### Directions
Beginning with the line containing "positive clicks: (225, 165)" and ending with the last line, repeat the records exactly.

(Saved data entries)
-*-*-
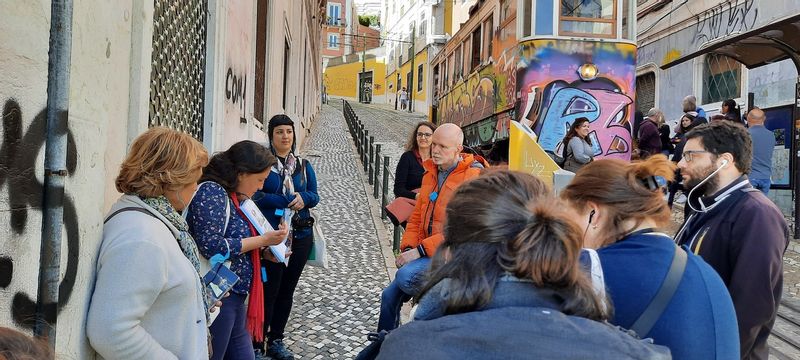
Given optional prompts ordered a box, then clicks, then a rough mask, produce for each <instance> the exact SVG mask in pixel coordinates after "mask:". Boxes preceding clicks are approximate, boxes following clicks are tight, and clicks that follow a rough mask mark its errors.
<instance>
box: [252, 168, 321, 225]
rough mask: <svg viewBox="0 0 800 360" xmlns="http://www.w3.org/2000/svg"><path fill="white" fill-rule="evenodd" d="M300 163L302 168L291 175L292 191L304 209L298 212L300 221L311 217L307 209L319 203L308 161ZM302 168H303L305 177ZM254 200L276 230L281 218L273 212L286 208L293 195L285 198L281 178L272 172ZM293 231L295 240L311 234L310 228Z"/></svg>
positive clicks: (276, 172)
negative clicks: (304, 174)
mask: <svg viewBox="0 0 800 360" xmlns="http://www.w3.org/2000/svg"><path fill="white" fill-rule="evenodd" d="M300 163H301V164H302V166H298V167H296V168H295V171H294V173H293V174H292V182H293V183H294V191H295V192H297V193H299V194H300V197H301V198H303V203H304V204H305V207H304V208H303V209H302V210H300V212H299V216H300V218H301V219H306V218H309V217H311V213H310V212H309V211H308V209H310V208H312V207H315V206H317V204H318V203H319V194H318V193H317V175H316V173H315V172H314V168H313V167H312V166H311V163H310V162H308V160H306V159H302V161H301V162H300ZM303 167H305V175H304V171H303ZM273 169H274V168H273ZM254 198H255V199H258V200H256V205H258V208H259V209H261V212H262V213H263V214H264V217H266V218H267V221H269V223H270V225H272V227H273V228H276V229H277V228H278V224H279V223H280V221H281V216H280V215H277V214H276V213H275V211H276V210H279V209H280V210H282V209H285V208H286V207H288V206H289V203H290V202H292V200H294V195H292V196H286V195H284V194H283V181H282V179H281V176H280V175H278V173H277V172H275V171H274V170H273V171H270V172H269V176H267V178H266V179H265V180H264V187H263V188H262V189H261V191H259V192H257V193H256V195H255V196H254ZM287 225H289V224H287ZM293 231H294V232H293V237H294V238H295V239H304V238H307V237H310V236H311V235H312V233H313V230H312V229H311V228H308V229H303V230H299V229H294V230H293Z"/></svg>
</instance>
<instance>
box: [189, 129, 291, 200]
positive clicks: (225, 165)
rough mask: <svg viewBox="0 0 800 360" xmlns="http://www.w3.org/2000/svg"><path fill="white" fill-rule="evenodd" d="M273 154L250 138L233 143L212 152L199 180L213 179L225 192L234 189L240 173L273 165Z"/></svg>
-*-*-
### Solution
positive clicks: (225, 165)
rough mask: <svg viewBox="0 0 800 360" xmlns="http://www.w3.org/2000/svg"><path fill="white" fill-rule="evenodd" d="M273 154L250 138L233 143L212 152L199 180L213 179L225 192L234 189L240 173L273 165Z"/></svg>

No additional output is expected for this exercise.